SÃO PAULO, SP (FOLHAPRESS) – A SBNI (Sociedade Brasileira de Neurologia Infantil) atualizou as diretrizes para diagnóstico, investigação e tratamento do transtorno do espectro autista (TEA) no Brasil. O documento reúne as principais evidências científicas sobre o tema e orienta médicos a priorizar o diagnóstico clínico precoce, feito por observação e entrevista com os pais, além de recomendar intervenções baseadas em evidências.

A diretriz alerta para o uso indevido de terapias sem respaldo científico, como dietas sem glúten e caseína, ozonioterapia, uso indiscriminado de suplementos, canabidiol e células-tronco. Essas abordagens, segundo a SBNI, não têm eficácia comprovada e podem representar riscos físicos e financeiros às famílias.

Informações
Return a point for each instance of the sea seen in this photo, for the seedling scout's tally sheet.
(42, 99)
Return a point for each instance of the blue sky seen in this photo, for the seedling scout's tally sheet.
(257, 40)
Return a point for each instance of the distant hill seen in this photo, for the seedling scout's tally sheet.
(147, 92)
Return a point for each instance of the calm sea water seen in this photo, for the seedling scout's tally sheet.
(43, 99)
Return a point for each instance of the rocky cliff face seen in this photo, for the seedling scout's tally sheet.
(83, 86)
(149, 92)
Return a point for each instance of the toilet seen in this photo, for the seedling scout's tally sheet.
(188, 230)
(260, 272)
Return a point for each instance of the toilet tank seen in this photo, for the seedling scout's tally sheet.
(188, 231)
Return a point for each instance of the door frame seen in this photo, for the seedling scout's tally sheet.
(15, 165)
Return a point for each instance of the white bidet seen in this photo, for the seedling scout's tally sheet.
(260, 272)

---

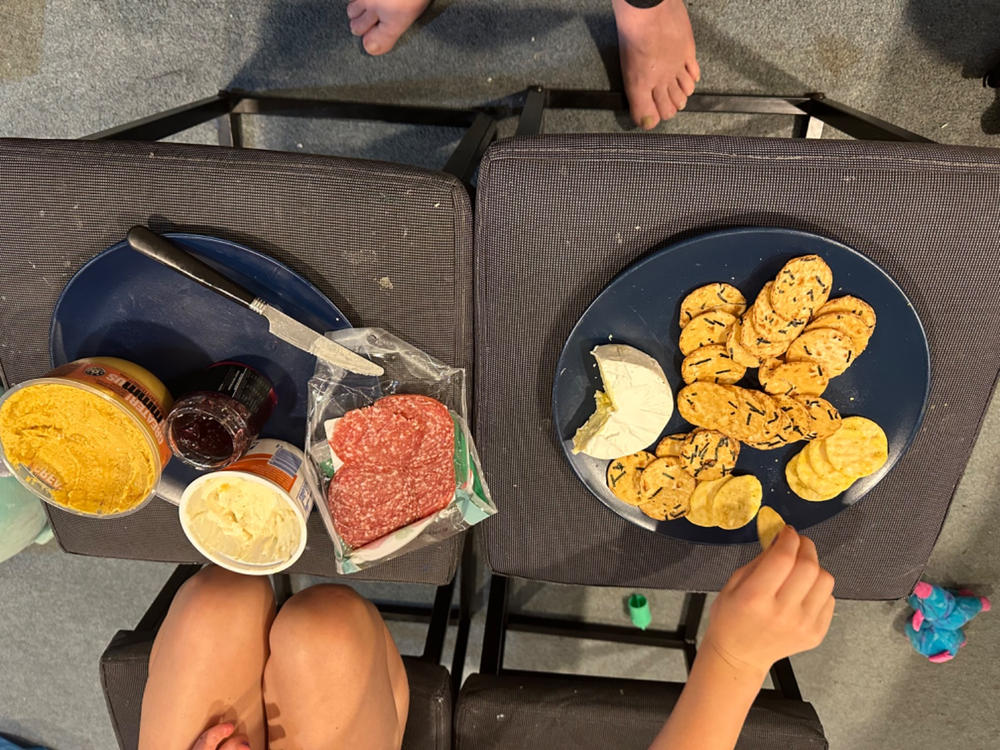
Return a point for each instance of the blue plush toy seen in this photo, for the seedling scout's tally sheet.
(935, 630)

--

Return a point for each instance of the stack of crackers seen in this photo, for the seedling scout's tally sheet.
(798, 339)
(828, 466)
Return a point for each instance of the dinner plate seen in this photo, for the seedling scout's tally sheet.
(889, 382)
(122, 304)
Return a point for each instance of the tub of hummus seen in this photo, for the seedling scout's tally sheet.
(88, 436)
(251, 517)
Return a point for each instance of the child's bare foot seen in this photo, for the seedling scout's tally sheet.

Objetivo do exercício
Dê continuidade à notícia sobre as novas diretrizes da SBNI para o transtorno do espectro autista, começando logo após o último parágrafo. Os registros não têm relação com esta atividade.

Resposta escrita
O texto reforça que o diagnóstico do TEA deve ser essencialmente clínico e realizado por profissionais experientes em neurodesenvolvimento, com base nos critérios do DSM-5 —manual internacional utilizado para classificar e diagnosticar transtornos mentais, como autismo, TDAH, depressão e ansiedade.

Os especialistas recomendam atenção especial a sinais precoces, como ausência de contato visual, pouca vocalização e dificuldade de reciprocidade social, que podem surgir ainda no primeiro ano de vida.

Na parte terapêutica, a entidade reafirma que não há medicação capaz de tratar os sintomas centrais do autismo. As intervenções com melhor evidência de eficácia continuam sendo as baseadas na análise do comportamento aplicada (ABA), que devem ser individualizadas e supervisionadas por equipe multiprofissional.

O tratamento medicamentoso, segundo a diretriz, deve se restringir a comorbidades associadas, como irritabilidade, TDAH, distúrbios do sono e ansiedade. Nesses casos, medicamentos como risperidona e aripiprazol podem ser utilizados sob acompanhamento médico. A melatonina foi apontada como uma opção segura e eficaz para problemas de sono.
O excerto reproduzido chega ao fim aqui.